▶ Instrução A
No texto abaixo, sobre a Lei do Servidor Público, que órgão aprovou essa lei?

▶ Texto para leitura

COM a aprovação ontem, pela Assembleia da República (AR), da Lei do Servidor Público, ficam assim reforçados os mecanismos de combate aos actos de corrupção e de enriquecimento ilícito por parte dos servidores públicos. A lei em causa orienta os profissionais públicos para que trabalhem dentro da integridade e da cultura de bem servir no Estado.
A nova lei abrange todo servidor público sem prejuízo de normas especiais que regem para certas categorias o exercício de cargo público. São, igualmente, abrangidos pela presente lei, as autoridades de entidades não públicas, singulares ou colectivas, circunstancialmente investidas de poderes públicos.
A designação, para um cargo público, por eleição, por nomeação ou por contrato, pressupõe e implica a estrita observância da Constituição da República e da legalidade, bem como dos princípios e deveres de ética profissional que garantam o prestígio dos cargos e das entidades neles investidos. O exercício da função pública deve orientar-se para a satisfação do bem comum que é seu fim último e essencial, devendo o servidor público inspirar confiança nos cidadãos para fortalecer a credibilidade da instituição que serve e dos seus gestores.
O servidor público, além dos deveres gerais contidos na Constituição da República, e sem prejuízo do que dispuser legislação especifica, pautam pela não discriminação e igualdade, legalidade, lealdade, probidade pública, supremacia do interesse público, eficiência, responsabilidade, objectividade e justiça. Pauta ainda pelo respeito pelo património público, reserva e discrição, decoro e respeito perante o público, conhecimento das proibições e regimes especiais aplicáveis, escusa de participação em actos em que incorra num conflito de interesse e declaração de património.

▶ Instrução B
Mostre, por favor, todas as linhas das entradas abaixo que contenham a palavra "headlight". As maiúsculas e minúsculas contam.

▶ Dados fornecidos
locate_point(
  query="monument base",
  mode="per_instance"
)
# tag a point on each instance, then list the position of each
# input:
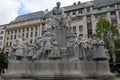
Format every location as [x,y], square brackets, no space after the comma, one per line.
[58,70]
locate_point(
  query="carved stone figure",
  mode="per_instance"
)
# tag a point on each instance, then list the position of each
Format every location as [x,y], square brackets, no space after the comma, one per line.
[47,44]
[38,48]
[55,51]
[70,48]
[57,17]
[17,48]
[100,51]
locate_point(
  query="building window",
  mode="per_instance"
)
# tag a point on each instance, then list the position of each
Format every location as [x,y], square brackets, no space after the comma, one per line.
[7,38]
[0,43]
[8,32]
[36,28]
[10,43]
[74,29]
[15,31]
[31,28]
[89,30]
[11,37]
[1,37]
[31,41]
[6,43]
[27,35]
[27,29]
[12,32]
[81,11]
[2,32]
[19,30]
[74,19]
[81,28]
[99,9]
[31,34]
[23,35]
[88,19]
[35,33]
[113,15]
[74,12]
[23,30]
[68,13]
[80,18]
[112,6]
[88,9]
[15,37]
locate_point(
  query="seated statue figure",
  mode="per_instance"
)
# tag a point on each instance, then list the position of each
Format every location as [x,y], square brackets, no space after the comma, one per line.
[57,17]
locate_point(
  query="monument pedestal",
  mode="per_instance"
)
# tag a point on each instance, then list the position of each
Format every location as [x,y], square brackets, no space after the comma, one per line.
[58,70]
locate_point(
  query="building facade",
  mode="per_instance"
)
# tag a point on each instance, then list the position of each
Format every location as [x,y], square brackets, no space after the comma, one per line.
[28,26]
[82,16]
[2,36]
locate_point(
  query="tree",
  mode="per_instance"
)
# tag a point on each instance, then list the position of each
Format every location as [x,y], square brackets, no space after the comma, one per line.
[109,34]
[3,60]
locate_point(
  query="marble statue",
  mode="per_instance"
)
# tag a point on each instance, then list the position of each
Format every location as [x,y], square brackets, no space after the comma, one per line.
[70,48]
[57,17]
[17,48]
[99,50]
[38,48]
[58,55]
[55,51]
[47,44]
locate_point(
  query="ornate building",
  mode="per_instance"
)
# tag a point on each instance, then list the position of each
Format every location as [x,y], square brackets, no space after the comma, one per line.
[82,17]
[28,26]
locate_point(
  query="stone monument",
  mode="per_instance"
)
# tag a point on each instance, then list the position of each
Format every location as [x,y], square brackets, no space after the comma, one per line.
[58,55]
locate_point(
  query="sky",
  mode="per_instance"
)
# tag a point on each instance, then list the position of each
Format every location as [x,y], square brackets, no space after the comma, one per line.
[10,9]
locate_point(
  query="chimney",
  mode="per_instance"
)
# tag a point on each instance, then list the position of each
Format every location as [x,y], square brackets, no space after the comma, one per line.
[79,2]
[74,3]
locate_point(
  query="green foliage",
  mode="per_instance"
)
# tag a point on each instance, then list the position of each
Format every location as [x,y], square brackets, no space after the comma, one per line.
[3,60]
[106,31]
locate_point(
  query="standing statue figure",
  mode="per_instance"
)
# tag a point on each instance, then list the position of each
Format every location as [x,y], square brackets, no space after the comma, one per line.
[55,52]
[47,44]
[70,48]
[18,48]
[99,50]
[57,17]
[38,48]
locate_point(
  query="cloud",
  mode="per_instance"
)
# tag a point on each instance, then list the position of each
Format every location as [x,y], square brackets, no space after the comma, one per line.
[8,10]
[36,5]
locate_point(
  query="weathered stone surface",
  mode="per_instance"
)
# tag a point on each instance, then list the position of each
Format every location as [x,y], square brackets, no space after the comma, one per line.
[58,69]
[59,55]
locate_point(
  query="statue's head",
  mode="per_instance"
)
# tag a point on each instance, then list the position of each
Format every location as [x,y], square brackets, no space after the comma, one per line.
[58,4]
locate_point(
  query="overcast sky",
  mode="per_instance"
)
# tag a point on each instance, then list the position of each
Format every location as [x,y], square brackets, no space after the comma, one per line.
[9,9]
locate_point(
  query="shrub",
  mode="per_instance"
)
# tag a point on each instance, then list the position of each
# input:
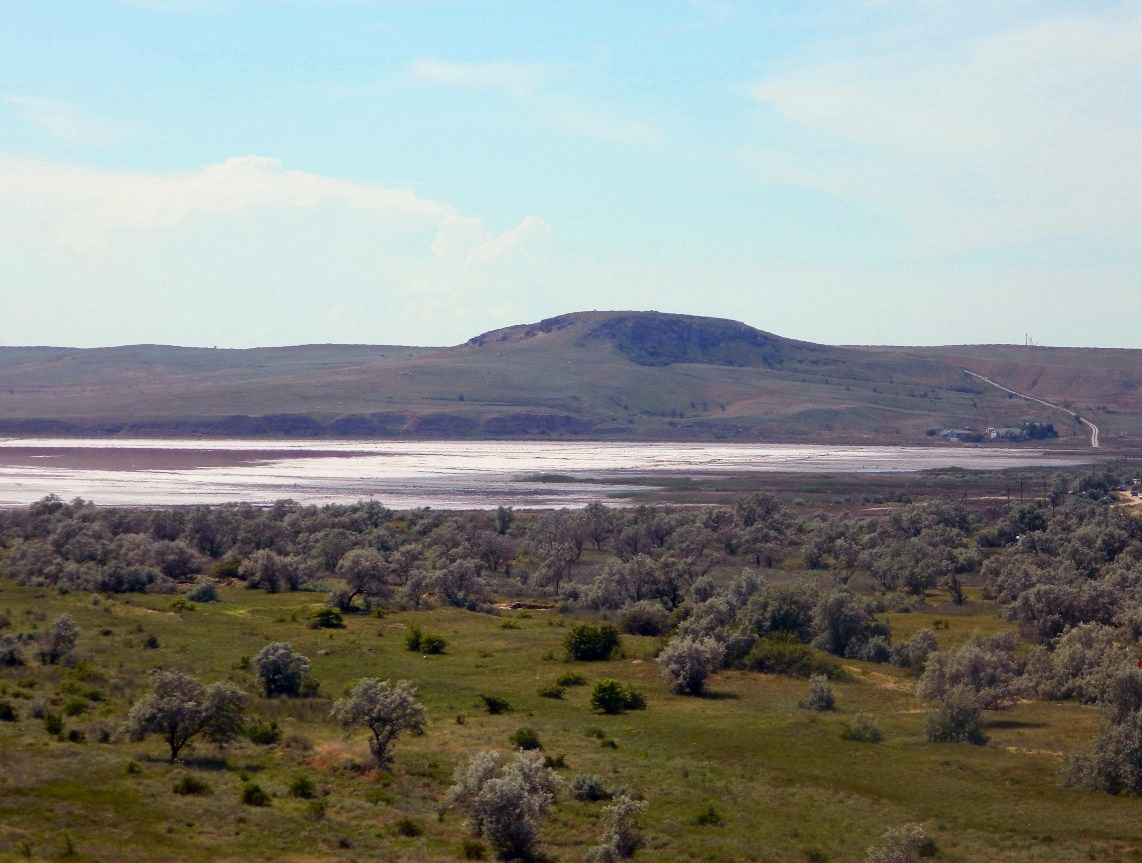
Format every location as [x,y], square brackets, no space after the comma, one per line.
[473,849]
[191,785]
[590,788]
[621,839]
[425,642]
[327,619]
[906,844]
[783,654]
[644,618]
[709,816]
[819,695]
[281,669]
[408,828]
[612,696]
[505,803]
[54,724]
[686,662]
[592,642]
[956,719]
[303,788]
[203,591]
[263,733]
[385,710]
[862,728]
[254,795]
[525,739]
[495,704]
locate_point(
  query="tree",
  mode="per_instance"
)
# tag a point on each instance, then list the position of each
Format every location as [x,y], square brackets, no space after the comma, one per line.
[281,670]
[621,838]
[505,803]
[59,640]
[686,662]
[366,573]
[986,668]
[181,707]
[905,844]
[592,643]
[384,710]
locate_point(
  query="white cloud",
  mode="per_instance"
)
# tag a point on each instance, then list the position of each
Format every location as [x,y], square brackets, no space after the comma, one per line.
[1022,134]
[243,251]
[66,121]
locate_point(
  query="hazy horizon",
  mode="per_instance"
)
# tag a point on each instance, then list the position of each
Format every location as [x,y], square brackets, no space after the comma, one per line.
[254,172]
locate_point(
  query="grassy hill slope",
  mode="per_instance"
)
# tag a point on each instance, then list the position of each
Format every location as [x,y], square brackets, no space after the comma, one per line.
[630,374]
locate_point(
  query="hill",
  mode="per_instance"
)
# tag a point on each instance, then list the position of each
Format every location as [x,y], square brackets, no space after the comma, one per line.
[601,374]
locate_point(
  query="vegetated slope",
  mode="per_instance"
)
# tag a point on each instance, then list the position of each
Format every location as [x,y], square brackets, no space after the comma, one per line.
[630,374]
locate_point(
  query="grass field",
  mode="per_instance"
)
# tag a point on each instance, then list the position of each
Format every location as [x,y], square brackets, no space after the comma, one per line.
[783,784]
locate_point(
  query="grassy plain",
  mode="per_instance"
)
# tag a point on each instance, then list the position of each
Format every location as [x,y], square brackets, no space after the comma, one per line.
[782,782]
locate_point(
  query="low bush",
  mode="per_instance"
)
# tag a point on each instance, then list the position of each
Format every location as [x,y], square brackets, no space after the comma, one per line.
[263,733]
[862,728]
[783,654]
[495,704]
[254,795]
[191,785]
[612,696]
[589,788]
[592,642]
[303,788]
[525,739]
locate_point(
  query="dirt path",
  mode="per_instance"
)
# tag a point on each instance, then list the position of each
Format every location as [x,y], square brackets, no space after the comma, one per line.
[1094,428]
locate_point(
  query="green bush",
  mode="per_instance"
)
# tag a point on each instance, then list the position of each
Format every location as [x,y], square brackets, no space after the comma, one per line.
[592,642]
[191,785]
[612,696]
[709,816]
[783,654]
[252,795]
[424,642]
[327,619]
[263,733]
[474,849]
[525,739]
[408,828]
[495,704]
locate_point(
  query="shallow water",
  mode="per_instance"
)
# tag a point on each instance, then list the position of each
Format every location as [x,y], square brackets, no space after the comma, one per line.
[441,474]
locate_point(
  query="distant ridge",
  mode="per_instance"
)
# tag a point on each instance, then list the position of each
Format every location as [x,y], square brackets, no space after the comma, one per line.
[600,374]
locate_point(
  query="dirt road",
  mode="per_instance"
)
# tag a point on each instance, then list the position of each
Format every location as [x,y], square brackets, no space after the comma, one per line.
[1094,428]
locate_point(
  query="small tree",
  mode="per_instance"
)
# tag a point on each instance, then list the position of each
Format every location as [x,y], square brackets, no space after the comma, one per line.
[621,838]
[819,695]
[592,643]
[905,844]
[956,719]
[281,670]
[59,642]
[505,803]
[686,662]
[384,710]
[179,708]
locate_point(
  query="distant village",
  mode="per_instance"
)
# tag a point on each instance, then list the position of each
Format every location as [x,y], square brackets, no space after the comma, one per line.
[1024,432]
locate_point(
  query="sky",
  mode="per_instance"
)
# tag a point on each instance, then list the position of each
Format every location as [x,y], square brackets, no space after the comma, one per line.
[248,172]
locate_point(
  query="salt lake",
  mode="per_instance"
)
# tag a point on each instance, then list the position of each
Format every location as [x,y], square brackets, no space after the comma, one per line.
[440,474]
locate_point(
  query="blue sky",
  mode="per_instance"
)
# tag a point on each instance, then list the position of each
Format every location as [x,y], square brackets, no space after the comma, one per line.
[241,172]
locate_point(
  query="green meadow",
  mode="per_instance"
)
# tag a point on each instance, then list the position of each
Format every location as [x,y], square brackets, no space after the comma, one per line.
[775,782]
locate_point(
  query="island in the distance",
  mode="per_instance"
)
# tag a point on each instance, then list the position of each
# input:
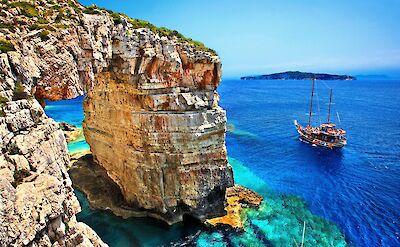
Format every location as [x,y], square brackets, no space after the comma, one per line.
[297,75]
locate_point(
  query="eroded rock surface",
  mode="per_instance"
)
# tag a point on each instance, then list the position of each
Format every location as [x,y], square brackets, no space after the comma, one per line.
[236,199]
[153,122]
[151,116]
[37,202]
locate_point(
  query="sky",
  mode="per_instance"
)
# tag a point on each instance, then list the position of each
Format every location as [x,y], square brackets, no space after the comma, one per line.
[262,36]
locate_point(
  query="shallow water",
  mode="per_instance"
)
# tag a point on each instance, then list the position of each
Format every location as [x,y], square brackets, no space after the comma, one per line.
[356,188]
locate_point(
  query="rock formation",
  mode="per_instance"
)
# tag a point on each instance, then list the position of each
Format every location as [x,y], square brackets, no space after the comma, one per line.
[151,117]
[153,122]
[237,197]
[37,203]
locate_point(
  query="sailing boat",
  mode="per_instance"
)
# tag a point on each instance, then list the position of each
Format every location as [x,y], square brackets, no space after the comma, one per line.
[326,135]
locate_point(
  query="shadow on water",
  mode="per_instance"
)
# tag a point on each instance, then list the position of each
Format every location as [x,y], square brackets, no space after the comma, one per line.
[328,160]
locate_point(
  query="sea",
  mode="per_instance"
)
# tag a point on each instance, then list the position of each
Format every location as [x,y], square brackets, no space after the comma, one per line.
[345,197]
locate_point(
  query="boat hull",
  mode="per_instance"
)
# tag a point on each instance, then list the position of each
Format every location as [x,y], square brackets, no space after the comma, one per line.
[307,138]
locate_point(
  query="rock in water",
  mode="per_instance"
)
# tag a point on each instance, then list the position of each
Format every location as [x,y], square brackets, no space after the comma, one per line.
[152,117]
[153,122]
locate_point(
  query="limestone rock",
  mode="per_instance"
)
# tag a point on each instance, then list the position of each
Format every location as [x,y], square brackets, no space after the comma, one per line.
[151,114]
[236,198]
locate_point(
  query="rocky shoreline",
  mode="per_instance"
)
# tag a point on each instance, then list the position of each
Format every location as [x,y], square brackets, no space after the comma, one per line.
[151,118]
[103,194]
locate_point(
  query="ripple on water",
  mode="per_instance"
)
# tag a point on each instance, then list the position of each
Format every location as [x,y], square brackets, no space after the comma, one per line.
[277,222]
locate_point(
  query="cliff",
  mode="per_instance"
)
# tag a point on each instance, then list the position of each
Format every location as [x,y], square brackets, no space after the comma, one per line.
[151,117]
[297,75]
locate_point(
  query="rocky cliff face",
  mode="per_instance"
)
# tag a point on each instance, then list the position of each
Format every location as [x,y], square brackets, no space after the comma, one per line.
[151,113]
[153,122]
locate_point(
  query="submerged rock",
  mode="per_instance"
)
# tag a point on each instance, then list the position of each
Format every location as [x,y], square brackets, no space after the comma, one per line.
[71,132]
[236,199]
[151,117]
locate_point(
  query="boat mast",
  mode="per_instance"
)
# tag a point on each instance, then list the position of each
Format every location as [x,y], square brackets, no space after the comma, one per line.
[329,107]
[312,95]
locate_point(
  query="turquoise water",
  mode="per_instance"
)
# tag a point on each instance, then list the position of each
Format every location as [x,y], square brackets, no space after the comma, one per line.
[352,192]
[69,111]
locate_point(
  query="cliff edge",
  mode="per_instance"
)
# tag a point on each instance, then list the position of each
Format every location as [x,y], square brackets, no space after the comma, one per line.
[151,118]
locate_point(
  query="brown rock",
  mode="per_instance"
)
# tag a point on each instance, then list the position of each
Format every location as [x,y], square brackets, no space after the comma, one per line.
[236,198]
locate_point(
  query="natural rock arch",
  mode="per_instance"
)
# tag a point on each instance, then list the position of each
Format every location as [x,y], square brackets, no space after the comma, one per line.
[151,111]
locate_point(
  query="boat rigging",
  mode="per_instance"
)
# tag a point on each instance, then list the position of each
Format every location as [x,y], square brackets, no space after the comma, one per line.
[327,134]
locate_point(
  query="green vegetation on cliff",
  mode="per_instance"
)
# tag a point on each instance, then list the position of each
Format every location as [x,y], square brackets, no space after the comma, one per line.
[161,31]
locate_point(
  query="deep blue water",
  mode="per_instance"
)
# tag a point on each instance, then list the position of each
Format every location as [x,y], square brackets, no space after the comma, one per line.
[357,188]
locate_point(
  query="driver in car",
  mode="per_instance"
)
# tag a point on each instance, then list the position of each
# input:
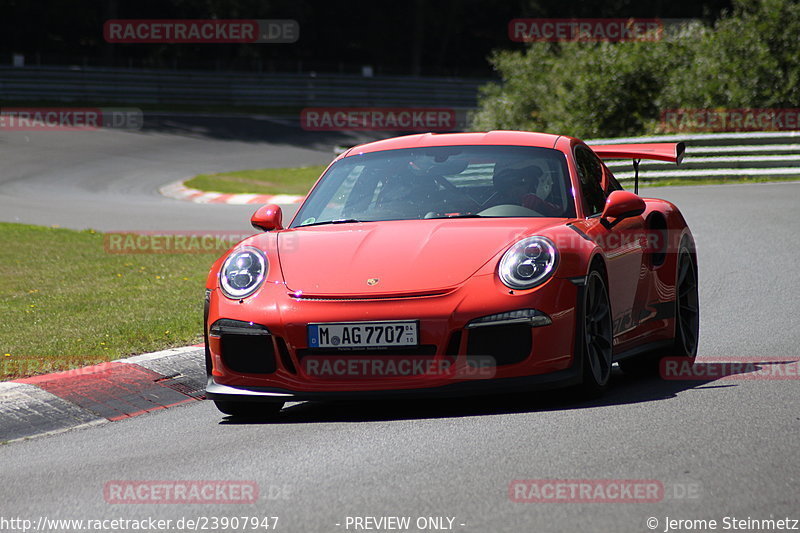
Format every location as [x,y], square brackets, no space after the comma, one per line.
[519,187]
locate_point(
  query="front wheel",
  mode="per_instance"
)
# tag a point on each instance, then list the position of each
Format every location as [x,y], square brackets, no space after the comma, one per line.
[596,335]
[253,410]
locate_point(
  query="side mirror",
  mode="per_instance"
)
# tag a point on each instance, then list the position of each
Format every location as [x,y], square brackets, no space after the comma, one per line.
[623,204]
[267,218]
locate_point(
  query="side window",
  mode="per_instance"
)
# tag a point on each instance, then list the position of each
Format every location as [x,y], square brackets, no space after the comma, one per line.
[611,183]
[590,172]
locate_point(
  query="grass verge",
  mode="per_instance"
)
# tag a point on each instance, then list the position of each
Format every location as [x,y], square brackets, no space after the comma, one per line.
[628,184]
[262,181]
[66,302]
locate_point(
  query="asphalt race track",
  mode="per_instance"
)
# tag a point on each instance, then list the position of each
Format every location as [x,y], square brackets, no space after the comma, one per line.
[720,448]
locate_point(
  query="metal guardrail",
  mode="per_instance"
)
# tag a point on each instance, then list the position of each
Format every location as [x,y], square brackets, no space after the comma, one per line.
[718,155]
[127,86]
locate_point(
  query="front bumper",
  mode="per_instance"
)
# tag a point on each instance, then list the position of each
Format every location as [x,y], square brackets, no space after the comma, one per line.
[277,368]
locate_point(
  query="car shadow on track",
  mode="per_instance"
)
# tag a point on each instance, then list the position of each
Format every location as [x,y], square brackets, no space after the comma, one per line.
[623,390]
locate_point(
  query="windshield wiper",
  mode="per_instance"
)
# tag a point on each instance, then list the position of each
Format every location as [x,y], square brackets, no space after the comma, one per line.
[466,215]
[338,221]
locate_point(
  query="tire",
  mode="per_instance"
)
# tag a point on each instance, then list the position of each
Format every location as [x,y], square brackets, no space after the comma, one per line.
[253,410]
[595,336]
[687,321]
[687,308]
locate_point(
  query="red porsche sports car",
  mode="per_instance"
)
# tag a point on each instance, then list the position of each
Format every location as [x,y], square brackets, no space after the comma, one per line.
[453,264]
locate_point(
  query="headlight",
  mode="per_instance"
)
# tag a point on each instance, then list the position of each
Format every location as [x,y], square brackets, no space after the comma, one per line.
[528,263]
[243,272]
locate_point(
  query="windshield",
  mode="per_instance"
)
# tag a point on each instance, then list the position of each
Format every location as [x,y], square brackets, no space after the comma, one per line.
[442,182]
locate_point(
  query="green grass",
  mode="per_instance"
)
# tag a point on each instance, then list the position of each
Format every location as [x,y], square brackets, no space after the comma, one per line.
[704,181]
[67,302]
[262,181]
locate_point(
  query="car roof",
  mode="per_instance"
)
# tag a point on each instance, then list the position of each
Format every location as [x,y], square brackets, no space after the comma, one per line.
[491,138]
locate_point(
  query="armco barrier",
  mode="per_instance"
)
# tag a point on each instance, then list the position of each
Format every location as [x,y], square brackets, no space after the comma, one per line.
[717,155]
[127,86]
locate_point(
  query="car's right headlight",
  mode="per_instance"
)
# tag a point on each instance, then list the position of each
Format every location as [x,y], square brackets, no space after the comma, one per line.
[530,262]
[243,272]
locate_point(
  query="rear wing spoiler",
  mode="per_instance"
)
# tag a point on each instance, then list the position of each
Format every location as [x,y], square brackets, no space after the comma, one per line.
[672,152]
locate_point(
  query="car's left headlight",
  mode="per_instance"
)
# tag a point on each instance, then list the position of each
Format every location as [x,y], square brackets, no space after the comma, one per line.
[530,262]
[243,272]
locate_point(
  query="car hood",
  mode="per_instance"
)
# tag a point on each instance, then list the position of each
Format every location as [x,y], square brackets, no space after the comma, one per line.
[395,257]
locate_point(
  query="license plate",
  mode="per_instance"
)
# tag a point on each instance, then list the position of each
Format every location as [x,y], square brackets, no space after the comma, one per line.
[363,334]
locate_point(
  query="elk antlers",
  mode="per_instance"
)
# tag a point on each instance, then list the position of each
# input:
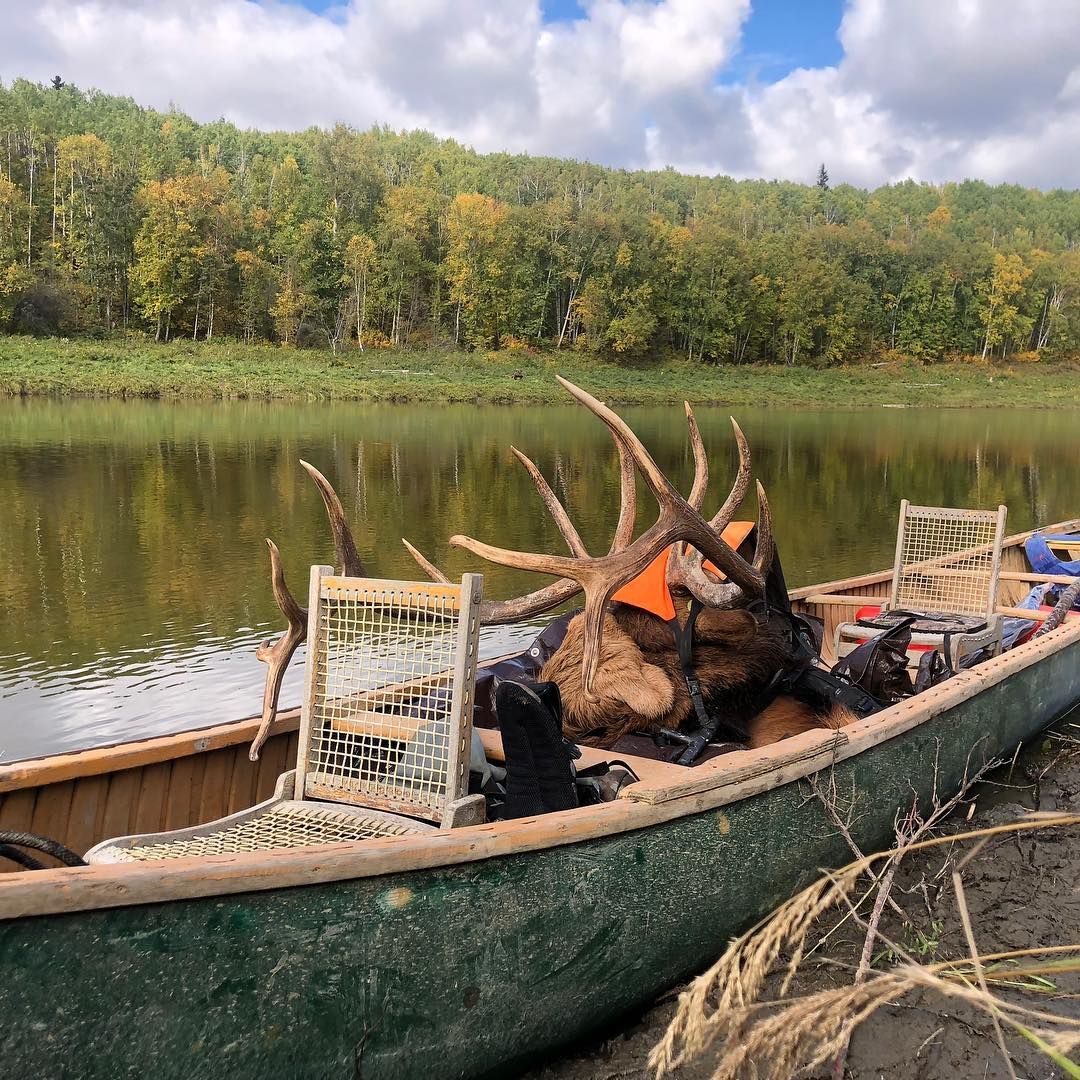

▶ Resposta completa A
A Assembleia da República (AR).

▶ Resposta completa B
  query="headlight",
  query="car's right headlight",
  query="car's left headlight",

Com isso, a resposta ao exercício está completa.